[Task instructions]
**1.** Please sum up the piece on the Phoenix lights in two sentences.
**2.** Resume the piece on the Phoenix lights from its final sentence onward.

[Source extract]
——————————

What are they?
I would say they are beautiful. They are magical. But as for what causes them…
…I do not know.
Recently, as I sat with a group of men, shooting the bull, the conversation drifted to the lights that appeared over the Phoenix metro area in 2007.
One man had actually seen them while camping just outside the city limits. To him, they were—or rather, are—real. But he did not venture any opinions about the nature of their reality.
Perhaps he restrained himself because another man, who has flown thousands of pilot miles, didn’t take the subject seriously at all. He knew there was some “reasonable” explanation.
When a magician pulls a rabbit out of a hat, we know there’s more to the picture than we can see. Just as the rabbit trick is magic, these unidentified lights in our skies are magic. There’s more to the picture than we can see.
Speculations as to what causes such phenomenon lack proof and often sound downright silly. Scientific rationalizations can seem as fanciful as baseless pie-in-the-sky explanations.
We project our beliefs upon those lights because we want certainty.

——————————

[Supplied data]

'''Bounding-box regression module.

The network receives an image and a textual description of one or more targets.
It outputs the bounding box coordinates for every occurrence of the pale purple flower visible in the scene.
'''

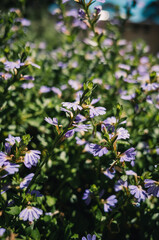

——————————

[Answers to each task]
**1.** The writer finds the unidentified lights that appeared over the Phoenix metro area in 2007 beautiful and magical but does not know what causes them. In a conversation one man who had seen them treated them as real while a pilot dismissed them, and the writer argues that speculations about such lights lack proof and that people project their beliefs onto them because they want certainty.

**2.**
I want certainty. Though I see beauty in those lights, I also feel the pain of uncertainty. I want to know. But I have no way of deciphering this mystery. I may never know the secret. I may just have to be satisfied with magic and beauty.
Eventually, we’ll gain a better understanding of those lights. But when we do, some other phenomenon will undoubtedly confront us—some other phenomenon will confuse us, dazzle us, cause us to wonder.
I don’t know what our new mythology will be, but I think it needs to teach us how to deal with such mysteries. To teach us to resist the temptation to rationalize the unexplained. But to also teach us to resist the temptation to deify that which remains unknown.
The mysterious can help return us to a sense of wonder. As with any religion/mythology, our new mythology must help us address the beautiful strangeness of our life in this cosmos.